SOURCE MATERIAL »
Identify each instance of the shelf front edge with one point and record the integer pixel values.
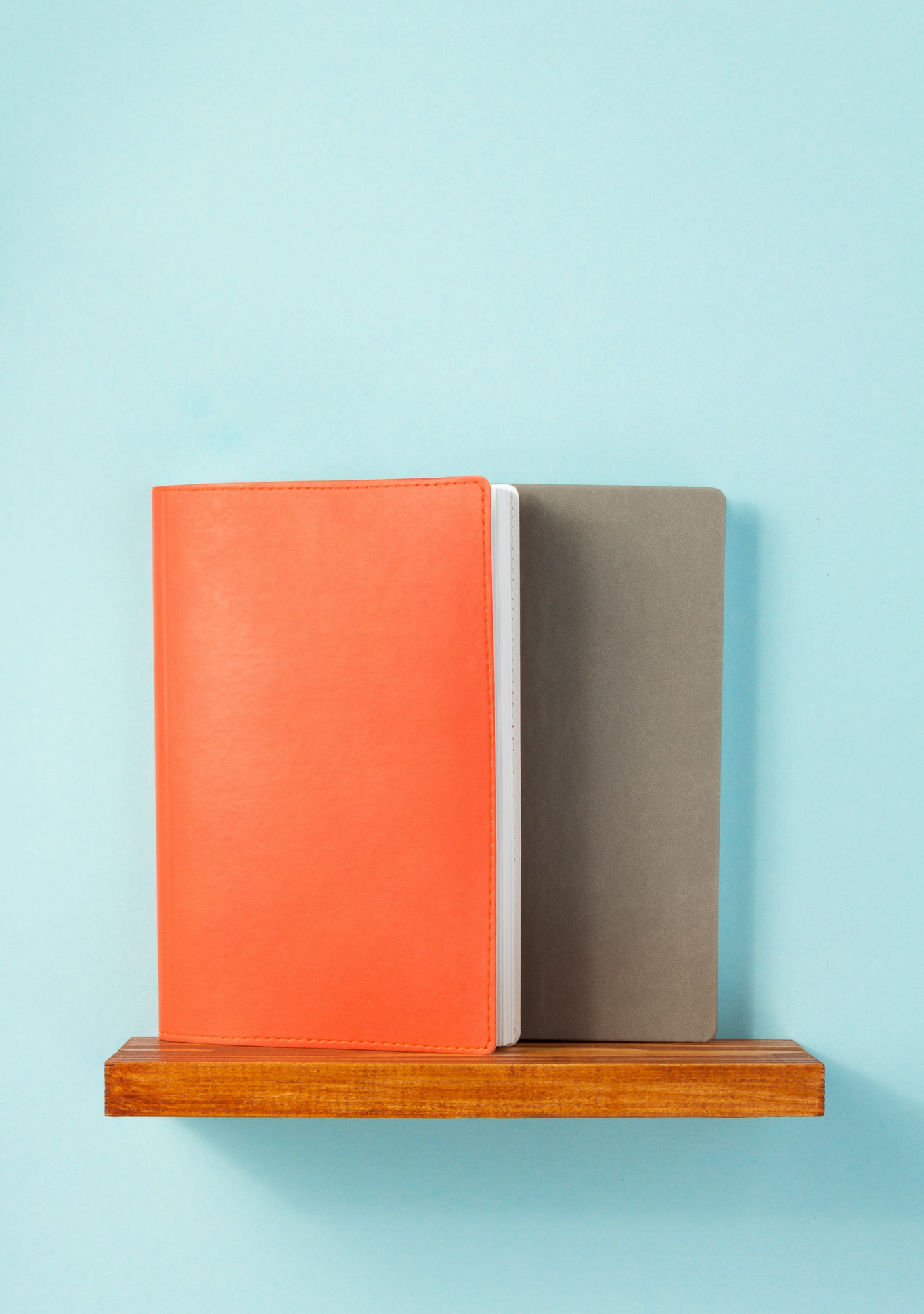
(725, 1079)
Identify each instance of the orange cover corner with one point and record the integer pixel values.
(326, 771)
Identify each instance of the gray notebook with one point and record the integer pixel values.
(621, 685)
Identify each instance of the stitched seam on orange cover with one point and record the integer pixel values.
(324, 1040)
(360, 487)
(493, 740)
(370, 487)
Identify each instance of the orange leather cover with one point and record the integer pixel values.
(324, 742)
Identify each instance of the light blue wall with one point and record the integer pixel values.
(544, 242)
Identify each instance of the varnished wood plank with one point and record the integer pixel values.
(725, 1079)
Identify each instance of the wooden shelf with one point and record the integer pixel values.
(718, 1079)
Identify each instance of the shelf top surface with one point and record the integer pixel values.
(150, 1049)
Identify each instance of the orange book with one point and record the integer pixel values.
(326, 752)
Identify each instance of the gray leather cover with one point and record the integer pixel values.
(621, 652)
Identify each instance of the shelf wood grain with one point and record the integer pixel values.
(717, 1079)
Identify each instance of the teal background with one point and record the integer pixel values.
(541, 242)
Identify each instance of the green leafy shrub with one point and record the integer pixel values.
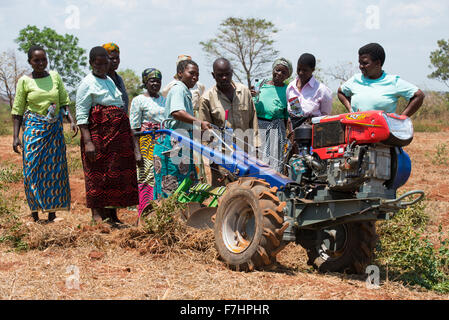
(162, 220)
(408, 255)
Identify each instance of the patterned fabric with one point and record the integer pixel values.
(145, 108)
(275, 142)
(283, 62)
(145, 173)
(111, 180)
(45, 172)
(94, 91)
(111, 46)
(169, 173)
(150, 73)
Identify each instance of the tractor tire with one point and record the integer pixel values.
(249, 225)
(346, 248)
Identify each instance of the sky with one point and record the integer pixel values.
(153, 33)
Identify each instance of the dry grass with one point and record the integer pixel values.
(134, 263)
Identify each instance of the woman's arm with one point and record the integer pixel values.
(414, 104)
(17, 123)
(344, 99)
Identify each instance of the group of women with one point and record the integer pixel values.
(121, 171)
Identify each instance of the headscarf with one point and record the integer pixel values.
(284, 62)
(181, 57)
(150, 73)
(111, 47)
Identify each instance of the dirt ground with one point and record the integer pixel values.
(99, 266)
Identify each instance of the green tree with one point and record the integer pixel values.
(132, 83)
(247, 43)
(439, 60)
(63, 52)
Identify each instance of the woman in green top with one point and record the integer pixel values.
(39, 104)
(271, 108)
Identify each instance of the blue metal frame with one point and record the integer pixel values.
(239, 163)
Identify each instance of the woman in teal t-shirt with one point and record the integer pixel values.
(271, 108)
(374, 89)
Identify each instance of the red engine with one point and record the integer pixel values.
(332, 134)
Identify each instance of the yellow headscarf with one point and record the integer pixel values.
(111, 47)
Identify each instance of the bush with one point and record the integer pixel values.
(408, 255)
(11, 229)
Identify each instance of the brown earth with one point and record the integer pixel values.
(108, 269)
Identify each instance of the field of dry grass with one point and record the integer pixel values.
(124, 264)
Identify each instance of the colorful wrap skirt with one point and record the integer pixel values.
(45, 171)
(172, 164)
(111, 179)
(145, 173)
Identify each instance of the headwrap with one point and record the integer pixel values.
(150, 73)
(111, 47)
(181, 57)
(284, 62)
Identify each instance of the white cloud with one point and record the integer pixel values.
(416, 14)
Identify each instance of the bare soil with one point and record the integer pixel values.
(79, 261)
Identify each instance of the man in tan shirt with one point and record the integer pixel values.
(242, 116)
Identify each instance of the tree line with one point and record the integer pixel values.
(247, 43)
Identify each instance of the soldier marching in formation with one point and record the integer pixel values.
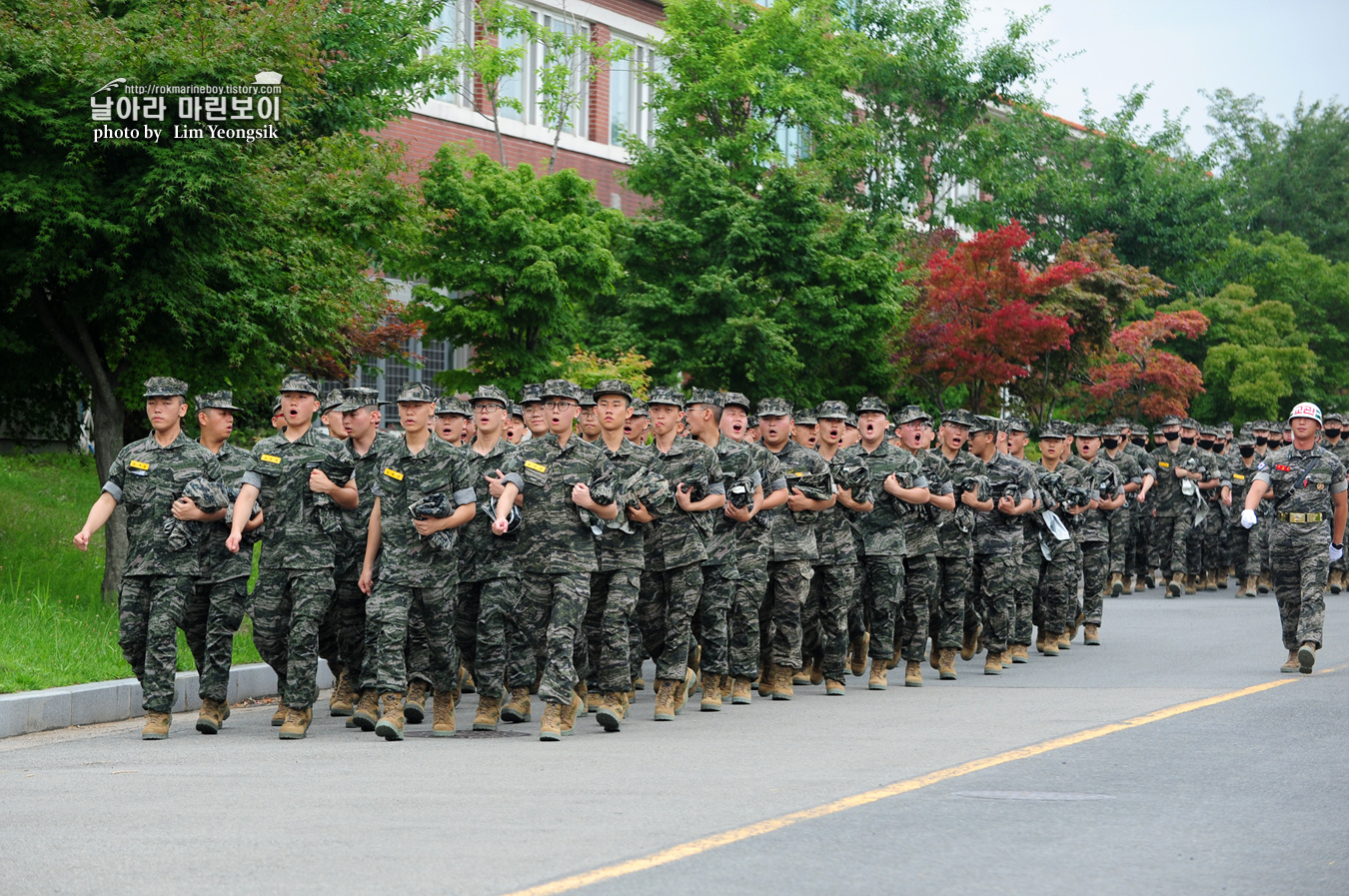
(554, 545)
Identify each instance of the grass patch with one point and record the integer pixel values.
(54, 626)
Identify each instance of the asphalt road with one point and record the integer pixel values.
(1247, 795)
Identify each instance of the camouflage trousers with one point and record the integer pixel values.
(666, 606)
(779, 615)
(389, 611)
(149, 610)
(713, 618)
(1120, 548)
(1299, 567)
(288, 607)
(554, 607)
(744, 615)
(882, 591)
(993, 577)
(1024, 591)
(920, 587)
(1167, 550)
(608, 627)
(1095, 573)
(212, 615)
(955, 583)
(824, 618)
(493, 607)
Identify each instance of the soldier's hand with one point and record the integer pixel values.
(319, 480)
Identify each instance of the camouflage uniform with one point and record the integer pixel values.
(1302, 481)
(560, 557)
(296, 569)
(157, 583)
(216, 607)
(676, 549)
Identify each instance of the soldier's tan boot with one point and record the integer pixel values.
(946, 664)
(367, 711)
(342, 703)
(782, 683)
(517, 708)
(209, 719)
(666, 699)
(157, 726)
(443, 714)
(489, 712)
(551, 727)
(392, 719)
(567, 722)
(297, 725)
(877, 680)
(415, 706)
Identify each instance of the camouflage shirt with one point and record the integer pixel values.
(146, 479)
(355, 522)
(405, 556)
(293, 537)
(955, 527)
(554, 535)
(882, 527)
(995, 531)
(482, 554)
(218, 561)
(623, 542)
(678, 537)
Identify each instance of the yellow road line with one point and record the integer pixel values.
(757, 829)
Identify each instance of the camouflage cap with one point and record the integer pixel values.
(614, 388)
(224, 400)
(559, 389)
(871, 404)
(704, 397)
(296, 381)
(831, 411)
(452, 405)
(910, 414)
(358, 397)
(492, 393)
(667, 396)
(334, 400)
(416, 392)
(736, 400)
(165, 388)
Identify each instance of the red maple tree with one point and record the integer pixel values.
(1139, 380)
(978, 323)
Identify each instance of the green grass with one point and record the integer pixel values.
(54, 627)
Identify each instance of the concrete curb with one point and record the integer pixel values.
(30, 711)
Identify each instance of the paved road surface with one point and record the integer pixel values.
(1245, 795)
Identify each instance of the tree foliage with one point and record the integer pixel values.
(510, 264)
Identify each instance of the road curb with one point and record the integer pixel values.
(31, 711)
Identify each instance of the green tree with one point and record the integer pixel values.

TASK STATEMENT » Without the pictures, print the records in full, exactly as they appear.

EXERCISE RESPONSE »
Identify each instance of the shelf front edge with one point and record the integer pixel values.
(725, 1079)
Identify each instance of the orange cover corner with one point and record the integer pixel values.
(326, 771)
Identify each instance of the gray notebook with one point and record the integer pixel values.
(621, 685)
Identify each instance of the stitched seam on orange cover with one point and record the integer pixel values.
(324, 1040)
(360, 487)
(493, 740)
(370, 487)
Identify each instance of the orange leather cover with one point and record the integer pixel values.
(324, 742)
Identify each instance of the light blue wall with one point and record the integer pixel values.
(544, 242)
Identify each instance of the varnished wood plank with one point and record the integer pixel values.
(725, 1079)
Identify each instance of the wooden shelf with one point and record the integer pixel values.
(718, 1079)
Identify each instance of the shelf top surface with one point and record the integer pixel values.
(150, 1049)
Identify each instance of the orange book with one point and record the integer pixel values.
(326, 752)
Identify each instance of the gray leather cover with one point and record the integer pixel values.
(621, 652)
Identify each instance of the shelf wood grain with one point and record the integer pixel values.
(717, 1079)
Identify each instance of the teal background with one point and record the integer pixel values.
(541, 242)
Identify each instance of the green leafy shrub with one point and record the integer pixel values.
(162, 220)
(408, 255)
Identify each instance of the patterned fabric with one point and record the integer pixel values.
(145, 108)
(275, 142)
(283, 62)
(145, 173)
(111, 180)
(45, 172)
(94, 91)
(111, 46)
(169, 173)
(150, 73)
Identify each instance of the tractor tire with one point and record the integer pixel values.
(249, 225)
(346, 248)
Identify each instance of the sky with one point and record the integer pixel values.
(153, 33)
Identify each instance of the dry grass with one point and record the integer pixel values.
(134, 263)
Identify each instance of the woman's arm with one point and record the integer pixel values.
(414, 104)
(17, 123)
(344, 99)
Identify each instance of the group of women with one point and record the integer pixel values.
(121, 171)
Identify each instance of the headscarf with one point and record the integer pixel values.
(284, 62)
(181, 57)
(150, 73)
(111, 47)
Identify each instance of the dirt ground with one point and record the integer pixel values.
(99, 266)
Identify each instance of the green tree with one point and record the integer pixel values.
(132, 83)
(247, 43)
(439, 60)
(63, 52)
Identify each instance of the woman in green top with one point and record the integer pixel values.
(39, 104)
(271, 108)
Identify each instance of the blue metal frame with one point and record the integer pixel values.
(239, 163)
Identify each instance of the woman in teal t-shirt with one point and record the integer pixel values.
(271, 108)
(374, 89)
Identify each instance of the red engine with one point and record the integer pixel values.
(332, 134)
Identify each instance of the yellow headscarf with one point and record the integer pixel values.
(111, 47)
Identify each instance of the bush with one point and record the integer pixel values.
(408, 255)
(11, 229)
Identify each instance of the brown earth with one point and record the integer pixel values.
(108, 269)
Identify each instance of the field of dry grass with one point and record the integer pixel values.
(124, 264)
Identify each instance of the colorful wrap skirt with one point and record the integer pixel values.
(45, 171)
(172, 164)
(111, 179)
(145, 173)
Identify each instance of the headwrap with one point and record the integer pixel values.
(150, 73)
(111, 47)
(181, 57)
(284, 62)
Identify each instance of the white cloud with one point and record the integer pixel values.
(416, 14)
Identify each instance of the bare soil with one point and record the integer pixel values.
(79, 261)
Identify each instance of the man in tan shirt with one point and record the integer pixel values.
(242, 116)
Identify each instance of the tree line with one point and record the integer pixel values.
(247, 43)
Identify each instance of the soldier marching in formation with one point and record the integer pixel values.
(554, 545)
Identify each instance of the grass patch with one point and record the integer pixel values.
(54, 626)
Identify each instance of the asphalt road with one point and record the integer pixel values.
(1247, 795)
Identify each instance of the camouflage trousers with one point and record the integer pixel values.
(666, 606)
(779, 615)
(389, 611)
(149, 610)
(713, 618)
(1120, 548)
(1299, 567)
(288, 607)
(554, 607)
(744, 615)
(882, 591)
(993, 577)
(1024, 591)
(920, 587)
(1167, 550)
(608, 627)
(1095, 573)
(212, 615)
(955, 583)
(824, 618)
(493, 607)
Identify each instance of the soldier's hand with one point and record the integer pixel values.
(319, 480)
Identify each instance of the camouflage uniform with one point and record the integer pixel values.
(1302, 481)
(560, 557)
(296, 569)
(157, 583)
(216, 607)
(676, 549)
Identify each instance of the soldier's tan boot with one point and record the integer pixel values.
(946, 664)
(367, 711)
(342, 703)
(782, 683)
(517, 708)
(209, 719)
(666, 699)
(157, 726)
(443, 714)
(489, 712)
(551, 727)
(392, 719)
(567, 722)
(297, 725)
(877, 680)
(415, 706)
Identify each instance of the camouflage shirt with one point and record the integer pixel values.
(146, 479)
(355, 522)
(405, 556)
(293, 537)
(955, 527)
(554, 535)
(882, 527)
(995, 531)
(482, 554)
(218, 561)
(623, 542)
(678, 537)
Identify each instance of the yellow road line with one point and record the integer pixel values.
(757, 829)
Identify each instance of the camouflage cap with one point and record the integer pixel values.
(614, 388)
(224, 400)
(559, 389)
(871, 404)
(704, 397)
(296, 381)
(831, 411)
(452, 405)
(910, 414)
(358, 397)
(492, 393)
(667, 396)
(334, 400)
(416, 392)
(736, 400)
(165, 388)
Identify each instance of the red maple tree with one point and record the integer pixel values.
(1139, 380)
(978, 323)
Identify each instance of the green grass with one point and record the integer pixel values.
(54, 627)
Identify each instance of the concrete curb with one point and record the integer pixel values.
(30, 711)
Identify each instance of the paved road surface with one point and record the integer pixel values.
(1245, 795)
Identify each instance of the tree foliage with one point and record the integer pixel values.
(510, 264)
Identify each instance of the road curb with one point and record the integer pixel values.
(31, 711)
Identify each instance of the green tree with one point and record the integer pixel values.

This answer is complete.